Mexican American Studies Arce arrested for domestic violence

Arce leaves behind broken windows and blood

The man who claims to have created “Barrio Pedagogy” which is the foundation of TUSD’s former Mexican American Studies classes was arrested for domestic violence this month. Sean Martin Arce, called by proponents a maestro of “authentic caring,” was arrested by Tucson Police who responded to two calls of Domestic Violence and “a break-in in progress.”

According to police reports, the string of violence began at La Cocina, in the 200 block of North Court when Arce approached his ex-wife; Essence Arce. Witnesses reported that Arce had grabbed Ms. Arce’s elbow, hyper extending her elbow. Arce was “forcibly pulling her away from her friend….. Unknown bar patrons intervened and separated” Arce from his ex-wife.” Once Ms. Arce “was free” of Arce, “the two (women) fled.” They drove to Ms. Arce’s home.

After a short while, the friend called Ms. Arce to advise her that she had seen Arce in the neighborhood walking toward Ms. Arce’s home. Immediately after she got the phone call, someone started banging loudly on the sliding glass door at the rear of the home. Ms. Arce “fled the home through the garage and left” in a friend’s car, while another friend called 911. Ms. Arce awaited the police at a friend’s home.

Stored entries
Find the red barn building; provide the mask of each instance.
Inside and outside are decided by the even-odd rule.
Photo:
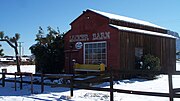
[[[176,38],[166,28],[133,18],[86,10],[65,34],[65,71],[72,60],[80,64],[104,63],[106,69],[133,70],[137,58],[152,54],[162,71],[176,68]]]

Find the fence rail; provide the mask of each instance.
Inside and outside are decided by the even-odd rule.
[[[120,74],[154,74],[155,71],[116,71]],[[146,96],[158,96],[158,97],[169,97],[170,101],[173,101],[173,98],[180,98],[180,94],[177,94],[178,92],[180,92],[180,88],[173,88],[173,80],[172,80],[172,75],[180,75],[180,71],[177,72],[171,72],[168,73],[168,83],[169,83],[169,93],[161,93],[161,92],[147,92],[147,91],[135,91],[135,90],[125,90],[125,89],[115,89],[113,88],[113,80],[114,80],[114,76],[113,74],[115,73],[115,71],[111,70],[110,72],[99,72],[99,73],[88,73],[85,75],[81,75],[81,74],[31,74],[31,73],[6,73],[6,72],[2,72],[0,74],[2,74],[2,83],[1,85],[4,87],[5,86],[5,82],[15,82],[16,83],[29,83],[29,84],[38,84],[41,86],[41,93],[44,92],[44,85],[47,86],[52,86],[52,87],[68,87],[70,88],[70,95],[73,96],[73,90],[74,88],[78,88],[78,89],[87,89],[87,90],[96,90],[96,91],[107,91],[110,92],[110,101],[113,101],[113,95],[114,92],[118,92],[118,93],[126,93],[126,94],[135,94],[135,95],[146,95]],[[157,74],[161,73],[161,72],[156,72]],[[5,75],[14,75],[15,79],[14,80],[9,80],[9,79],[5,79]],[[17,80],[16,76],[31,76],[31,80],[30,81],[24,81],[22,79]],[[40,77],[41,80],[40,82],[34,82],[33,81],[33,77]],[[95,78],[88,78],[86,80],[78,80],[77,78],[83,78],[85,76],[96,76]],[[67,79],[70,80],[69,84],[49,84],[49,83],[45,83],[44,79],[45,78],[50,78],[50,79],[58,79],[58,78],[63,78],[63,79]],[[90,87],[90,86],[77,86],[77,84],[81,83],[97,83],[97,82],[110,82],[110,87],[109,88],[100,88],[100,87]],[[32,93],[33,93],[33,86],[32,87]],[[16,86],[15,86],[16,89]]]

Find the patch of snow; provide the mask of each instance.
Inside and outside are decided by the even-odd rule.
[[[177,69],[180,68],[180,62],[177,62],[176,66]],[[16,70],[15,66],[14,68],[9,68]],[[29,68],[25,67],[24,70],[26,71],[27,69],[29,71],[30,68],[31,72],[35,69],[33,66],[30,66]],[[13,70],[9,71],[13,72]],[[180,88],[179,79],[180,75],[173,75],[173,88]],[[22,90],[19,89],[19,84],[17,86],[17,91],[14,90],[14,83],[12,82],[6,82],[5,87],[0,86],[0,101],[110,101],[110,92],[74,89],[74,96],[71,97],[69,88],[45,86],[44,93],[41,93],[41,86],[33,85],[34,94],[31,94],[31,86],[29,84],[23,84]],[[109,82],[105,82],[97,85],[97,87],[109,88],[110,86]],[[167,75],[159,75],[155,80],[134,78],[114,81],[113,87],[126,90],[169,92]],[[114,101],[169,101],[169,98],[114,92]],[[174,101],[180,101],[180,98],[175,98]]]
[[[146,31],[142,29],[135,29],[135,28],[128,28],[128,27],[122,27],[122,26],[117,26],[110,24],[110,26],[115,27],[119,30],[124,30],[124,31],[130,31],[130,32],[137,32],[137,33],[142,33],[142,34],[148,34],[148,35],[154,35],[154,36],[162,36],[162,37],[169,37],[169,38],[176,38],[172,35],[164,34],[164,33],[158,33],[158,32],[152,32],[152,31]]]
[[[116,15],[116,14],[101,12],[101,11],[97,11],[97,10],[93,10],[93,9],[88,9],[88,10],[93,11],[95,13],[98,13],[100,15],[103,15],[105,17],[108,17],[110,19],[122,20],[122,21],[126,21],[126,22],[142,24],[142,25],[151,26],[151,27],[157,27],[157,28],[161,28],[161,29],[166,29],[164,27],[160,27],[158,25],[152,24],[152,23],[147,22],[147,21],[137,20],[137,19],[134,19],[134,18],[129,18],[129,17],[120,16],[120,15]]]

◆ Work to complete
(a) According to police reports cited in the report on Arce's arrest, where did the string of violence begin?
(b) Please carry the report on Arce's arrest forward from its final sentence.
The records aren't needed here.

◆ Answers
(a) At La Cocina, in the 200 block of North Court.

(b)
Prior to the arrival of the police a neighbor also reported a break-in in progress. The neighbor advised police that he had heard banging at his neighbor’s house and went to investigate. The neighbor found a man unknown to him inside the home. He appeared to be bleeding from his right hand. The neighbor yelled out and Arce responded, “Are you a cop?” Arce then fled down the hallway and exited out through the garage.

The neighbor followed Arce until he (Arce) got into a white sedan.

When police arrived they found “the front door to the residence and garage door open and two windows on the eastside of the home were broken, one completely out.“ One officer “found blood on some glass by the broken window and also on the front door.”

Ms. Arce told police that Arce was “staying at the Marriott resort at 3800 W. Star Pass to celebrate his birthday,” according to the police report. Officers responded to the Marriott and confirmed that Arce was staying there.

They went to his room and detained him. Arce had dried blood on his right hand according to an officer.

Arce was placed under arrest and taken to the Pima County Jail where he was booked for Domestic Violence Assault, Domestic Violence Damage, and Domestic Violence Trespassing.

Just this month, the Arizona Attorney General offered instances of harassment and intimidation used by the staff of TUSD’s Mexican American Studies program. A social science teacher, Ron Silverman, observed that the MAS Program curriculum employs brainwashing practices that results in marked changes in the students. While he was teaching at TUSD, he criticized the veracity of information disseminated in the MAS history class for failing to provide any primary source material and actual historically documented facts, as opposed to “feel good” information.

As a result of his criticism, some MAS history teachers, including Sean Arce and Curtis Acosta, called him a racist and openly encouraged their students to call him a racist as well. It has been reported that Arce, a former San Jose State football player, attempted to physically intimidate by chest bumping at least one teacher as well.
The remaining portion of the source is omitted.